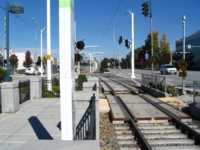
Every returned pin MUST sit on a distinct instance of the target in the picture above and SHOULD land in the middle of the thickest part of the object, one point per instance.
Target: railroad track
(144, 122)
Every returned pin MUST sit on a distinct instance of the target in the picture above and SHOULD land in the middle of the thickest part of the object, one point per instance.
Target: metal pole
(41, 50)
(151, 26)
(66, 47)
(132, 47)
(7, 37)
(49, 78)
(184, 39)
(184, 35)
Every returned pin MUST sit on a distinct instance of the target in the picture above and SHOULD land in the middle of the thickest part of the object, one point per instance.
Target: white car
(168, 69)
(31, 71)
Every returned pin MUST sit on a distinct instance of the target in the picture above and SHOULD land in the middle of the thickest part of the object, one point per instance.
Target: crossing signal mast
(147, 12)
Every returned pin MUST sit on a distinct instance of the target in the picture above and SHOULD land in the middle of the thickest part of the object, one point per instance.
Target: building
(192, 49)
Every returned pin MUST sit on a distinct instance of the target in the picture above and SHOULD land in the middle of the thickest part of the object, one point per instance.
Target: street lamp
(49, 57)
(132, 46)
(184, 34)
(13, 9)
(41, 49)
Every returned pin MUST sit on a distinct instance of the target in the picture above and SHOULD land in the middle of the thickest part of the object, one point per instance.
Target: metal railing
(86, 129)
(55, 88)
(24, 91)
::::::
**GOAL:** Print all of the material above line for line, without any changes, but omit the image.

**PROBLEM SOLUTION:**
Every returned pin MUST sit on a distinct instance of the target in the picture above and SHOULD land in the middle of the thickest part of the object, one point per instance.
Target: railroad track
(144, 122)
Every returned pin MUST sit on a distinct instance of the target in the picture above and SHOULD land in the middle of the thickest part of the object, one point per instance.
Target: metal pole
(41, 50)
(151, 26)
(66, 47)
(132, 47)
(7, 37)
(49, 78)
(184, 39)
(184, 35)
Every returned pin MUST sit on a distinct instance of the target in the picture above and SHOULD land in the middle of the thickest part of the object, one point per instance.
Target: white car
(168, 69)
(31, 71)
Every returned pin MUST sit on a distinct instance of the target in the picture above and SHOULD land in the middle of the thickest part of the object, one point per instance.
Target: crossing signal mast
(147, 12)
Every returned pin MUST sit on a distinct instance of the target in the picture above and SHOULD land in the middle of the thickest part of the object, one point per instance.
Target: building
(192, 49)
Every returned pin MUST sit on a distinct instance of the target in the picture above and SHOULD land in the middle of the thickest part of the object, one point per instance.
Target: street lamp
(49, 57)
(132, 46)
(184, 34)
(13, 9)
(41, 49)
Every returned pin MUST sit on a distinct instance of the target in the picture above and SHOULD land in the middle of the thickest part of the object, one point per instance.
Target: metal railing
(86, 129)
(55, 88)
(24, 91)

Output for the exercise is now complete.